Assignment:
Copy out each line of the listing below that contains the word "rope".

The records:
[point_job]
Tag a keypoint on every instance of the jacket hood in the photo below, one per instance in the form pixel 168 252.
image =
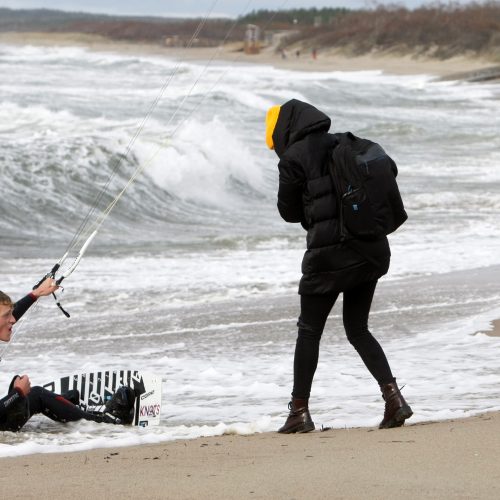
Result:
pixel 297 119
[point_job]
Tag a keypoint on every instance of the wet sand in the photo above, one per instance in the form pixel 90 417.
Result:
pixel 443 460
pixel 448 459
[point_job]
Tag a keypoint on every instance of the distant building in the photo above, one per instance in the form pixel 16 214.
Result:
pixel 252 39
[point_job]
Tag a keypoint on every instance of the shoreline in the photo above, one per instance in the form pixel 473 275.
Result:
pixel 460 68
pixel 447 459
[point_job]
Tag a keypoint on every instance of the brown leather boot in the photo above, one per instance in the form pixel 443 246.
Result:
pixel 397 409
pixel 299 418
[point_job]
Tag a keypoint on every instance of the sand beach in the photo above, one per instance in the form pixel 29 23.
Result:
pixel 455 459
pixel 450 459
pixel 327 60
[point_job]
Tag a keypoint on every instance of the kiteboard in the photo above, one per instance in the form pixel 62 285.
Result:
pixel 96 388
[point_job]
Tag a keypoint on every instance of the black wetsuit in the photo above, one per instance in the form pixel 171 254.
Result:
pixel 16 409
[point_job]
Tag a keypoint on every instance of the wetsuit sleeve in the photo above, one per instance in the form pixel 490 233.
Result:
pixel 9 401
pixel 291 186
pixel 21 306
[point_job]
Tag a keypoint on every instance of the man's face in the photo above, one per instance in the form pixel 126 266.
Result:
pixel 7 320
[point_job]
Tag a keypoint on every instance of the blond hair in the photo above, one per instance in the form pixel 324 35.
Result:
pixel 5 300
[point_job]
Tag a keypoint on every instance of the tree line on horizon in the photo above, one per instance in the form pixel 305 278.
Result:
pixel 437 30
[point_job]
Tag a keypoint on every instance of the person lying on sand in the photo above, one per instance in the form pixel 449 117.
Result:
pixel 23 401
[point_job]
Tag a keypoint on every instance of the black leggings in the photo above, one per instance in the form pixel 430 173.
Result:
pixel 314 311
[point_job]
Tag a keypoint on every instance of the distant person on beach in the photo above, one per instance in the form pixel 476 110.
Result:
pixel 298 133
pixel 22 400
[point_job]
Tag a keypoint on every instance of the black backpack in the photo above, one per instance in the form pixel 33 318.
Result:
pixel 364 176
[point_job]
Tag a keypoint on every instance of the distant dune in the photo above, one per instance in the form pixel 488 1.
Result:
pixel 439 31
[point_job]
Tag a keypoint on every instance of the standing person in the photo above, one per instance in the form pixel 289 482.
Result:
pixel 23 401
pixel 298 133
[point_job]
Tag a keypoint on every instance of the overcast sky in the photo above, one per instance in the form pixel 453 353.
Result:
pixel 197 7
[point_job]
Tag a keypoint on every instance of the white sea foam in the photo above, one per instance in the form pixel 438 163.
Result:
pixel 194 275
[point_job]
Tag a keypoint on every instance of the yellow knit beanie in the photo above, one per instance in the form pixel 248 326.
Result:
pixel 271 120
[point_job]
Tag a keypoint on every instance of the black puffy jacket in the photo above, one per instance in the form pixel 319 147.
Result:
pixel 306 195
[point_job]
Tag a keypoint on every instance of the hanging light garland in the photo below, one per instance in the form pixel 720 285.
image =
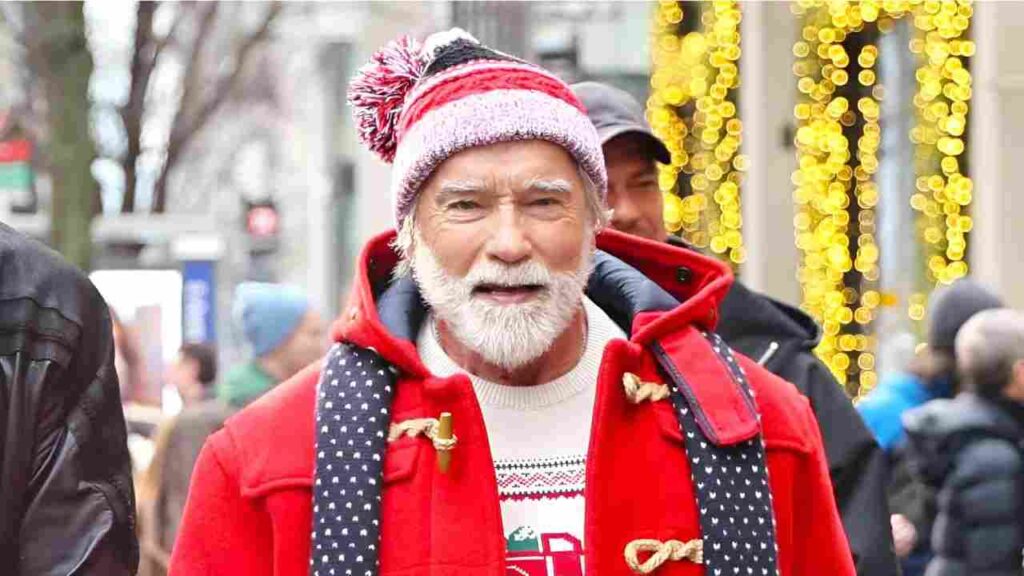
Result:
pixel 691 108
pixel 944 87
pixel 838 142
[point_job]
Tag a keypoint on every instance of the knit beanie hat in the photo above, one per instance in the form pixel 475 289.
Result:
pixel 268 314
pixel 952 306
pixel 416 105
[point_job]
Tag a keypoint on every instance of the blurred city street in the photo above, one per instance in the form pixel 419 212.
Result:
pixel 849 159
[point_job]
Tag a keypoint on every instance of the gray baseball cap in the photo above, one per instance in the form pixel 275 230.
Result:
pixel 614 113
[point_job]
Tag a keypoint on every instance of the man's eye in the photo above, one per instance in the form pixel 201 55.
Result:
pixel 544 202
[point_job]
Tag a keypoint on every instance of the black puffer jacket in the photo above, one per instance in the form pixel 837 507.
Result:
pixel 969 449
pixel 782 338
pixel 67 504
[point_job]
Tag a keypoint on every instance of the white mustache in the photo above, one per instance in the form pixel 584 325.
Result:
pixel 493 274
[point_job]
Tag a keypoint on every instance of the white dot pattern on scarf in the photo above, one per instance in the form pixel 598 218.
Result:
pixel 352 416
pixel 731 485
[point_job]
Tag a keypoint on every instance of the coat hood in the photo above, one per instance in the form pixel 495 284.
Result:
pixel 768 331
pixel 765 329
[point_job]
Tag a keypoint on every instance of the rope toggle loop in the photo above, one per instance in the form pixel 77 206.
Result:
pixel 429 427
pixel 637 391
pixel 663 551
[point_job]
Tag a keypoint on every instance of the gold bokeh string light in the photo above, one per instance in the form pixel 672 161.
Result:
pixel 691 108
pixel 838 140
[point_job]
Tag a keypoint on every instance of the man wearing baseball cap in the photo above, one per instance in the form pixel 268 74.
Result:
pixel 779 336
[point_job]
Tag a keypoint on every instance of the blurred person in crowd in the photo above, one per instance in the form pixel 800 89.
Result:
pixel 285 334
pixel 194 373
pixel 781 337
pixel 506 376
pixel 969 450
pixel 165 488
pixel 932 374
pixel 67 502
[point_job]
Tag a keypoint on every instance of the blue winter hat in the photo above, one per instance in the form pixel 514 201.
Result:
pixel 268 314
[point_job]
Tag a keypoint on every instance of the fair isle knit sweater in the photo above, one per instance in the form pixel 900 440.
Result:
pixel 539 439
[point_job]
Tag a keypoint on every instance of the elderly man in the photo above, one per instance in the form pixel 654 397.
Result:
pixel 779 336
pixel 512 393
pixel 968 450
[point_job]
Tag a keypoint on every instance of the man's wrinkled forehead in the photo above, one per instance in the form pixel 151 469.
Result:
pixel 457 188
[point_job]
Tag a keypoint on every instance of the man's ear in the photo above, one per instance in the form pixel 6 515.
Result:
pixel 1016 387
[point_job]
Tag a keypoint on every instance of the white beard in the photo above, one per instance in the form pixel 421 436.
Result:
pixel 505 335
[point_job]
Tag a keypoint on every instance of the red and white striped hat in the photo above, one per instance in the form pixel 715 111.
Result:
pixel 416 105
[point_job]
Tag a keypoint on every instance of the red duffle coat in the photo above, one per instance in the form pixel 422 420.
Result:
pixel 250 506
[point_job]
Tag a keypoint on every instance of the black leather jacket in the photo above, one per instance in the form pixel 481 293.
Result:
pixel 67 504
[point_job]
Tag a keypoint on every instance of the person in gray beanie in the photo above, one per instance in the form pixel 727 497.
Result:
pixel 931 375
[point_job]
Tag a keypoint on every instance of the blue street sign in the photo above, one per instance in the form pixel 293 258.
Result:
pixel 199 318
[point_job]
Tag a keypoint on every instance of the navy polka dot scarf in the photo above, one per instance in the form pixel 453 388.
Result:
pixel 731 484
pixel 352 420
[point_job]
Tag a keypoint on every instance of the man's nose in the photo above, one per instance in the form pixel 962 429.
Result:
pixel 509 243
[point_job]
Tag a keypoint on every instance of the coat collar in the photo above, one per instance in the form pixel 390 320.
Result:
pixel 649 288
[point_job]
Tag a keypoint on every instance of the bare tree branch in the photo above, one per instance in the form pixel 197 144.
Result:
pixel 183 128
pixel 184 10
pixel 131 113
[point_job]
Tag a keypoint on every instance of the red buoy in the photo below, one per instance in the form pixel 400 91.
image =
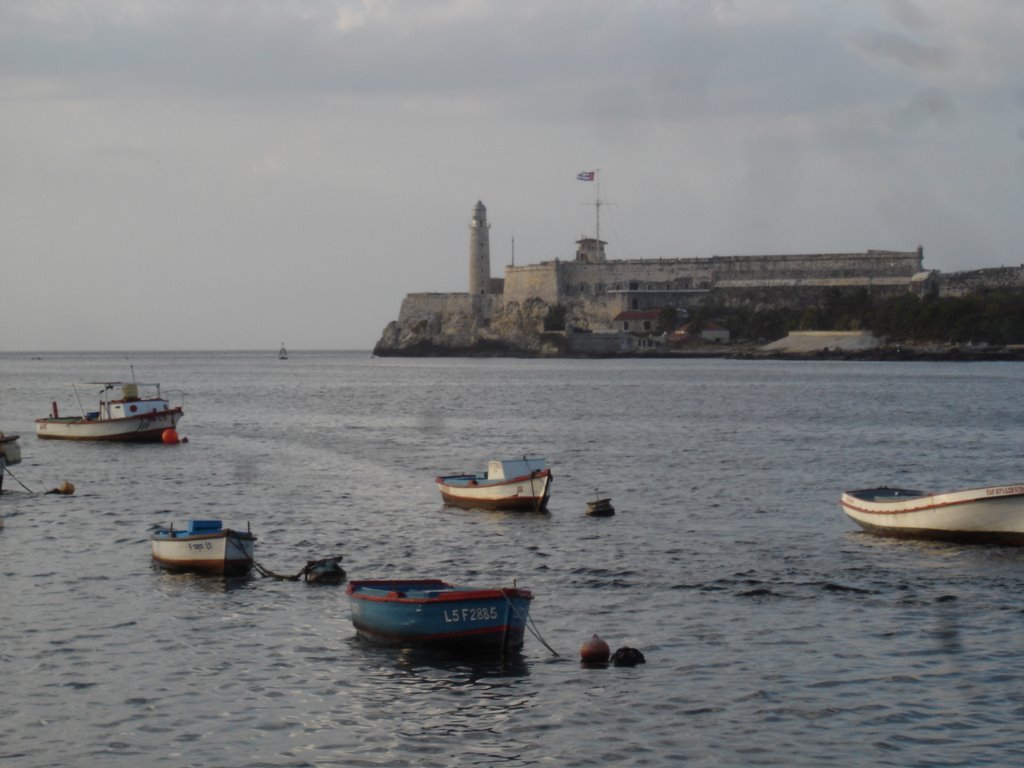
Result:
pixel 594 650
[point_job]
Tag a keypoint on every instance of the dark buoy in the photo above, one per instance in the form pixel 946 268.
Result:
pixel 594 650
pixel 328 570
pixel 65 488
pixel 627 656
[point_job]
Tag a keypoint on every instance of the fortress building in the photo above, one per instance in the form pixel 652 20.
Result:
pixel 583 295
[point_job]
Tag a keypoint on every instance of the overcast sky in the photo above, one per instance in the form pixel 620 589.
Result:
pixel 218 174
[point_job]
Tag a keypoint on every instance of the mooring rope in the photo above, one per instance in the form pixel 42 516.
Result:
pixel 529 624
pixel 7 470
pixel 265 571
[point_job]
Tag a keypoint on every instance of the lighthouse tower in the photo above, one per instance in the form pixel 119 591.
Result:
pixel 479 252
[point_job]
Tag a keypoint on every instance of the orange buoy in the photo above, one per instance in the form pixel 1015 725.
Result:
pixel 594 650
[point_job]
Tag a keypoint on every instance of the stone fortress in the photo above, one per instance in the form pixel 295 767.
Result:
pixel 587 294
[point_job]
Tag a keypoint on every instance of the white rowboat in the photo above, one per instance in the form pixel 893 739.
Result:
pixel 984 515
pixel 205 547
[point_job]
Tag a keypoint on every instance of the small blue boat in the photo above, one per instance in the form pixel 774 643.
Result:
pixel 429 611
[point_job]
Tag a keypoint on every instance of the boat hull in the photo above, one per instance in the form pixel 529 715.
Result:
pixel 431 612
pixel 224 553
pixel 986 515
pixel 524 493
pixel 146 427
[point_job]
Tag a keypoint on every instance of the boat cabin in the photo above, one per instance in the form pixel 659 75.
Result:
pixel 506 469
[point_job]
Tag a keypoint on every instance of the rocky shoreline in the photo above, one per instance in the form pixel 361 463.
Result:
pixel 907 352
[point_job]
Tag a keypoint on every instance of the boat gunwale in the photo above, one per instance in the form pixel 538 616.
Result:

Written reply:
Tag a keypoint on every instance of the rope toggle loop in the photo above, one per instance in the form pixel 77 206.
Tag a keypoint on every instance of the mooring rope in the photo above, one per instance in the form pixel 42 516.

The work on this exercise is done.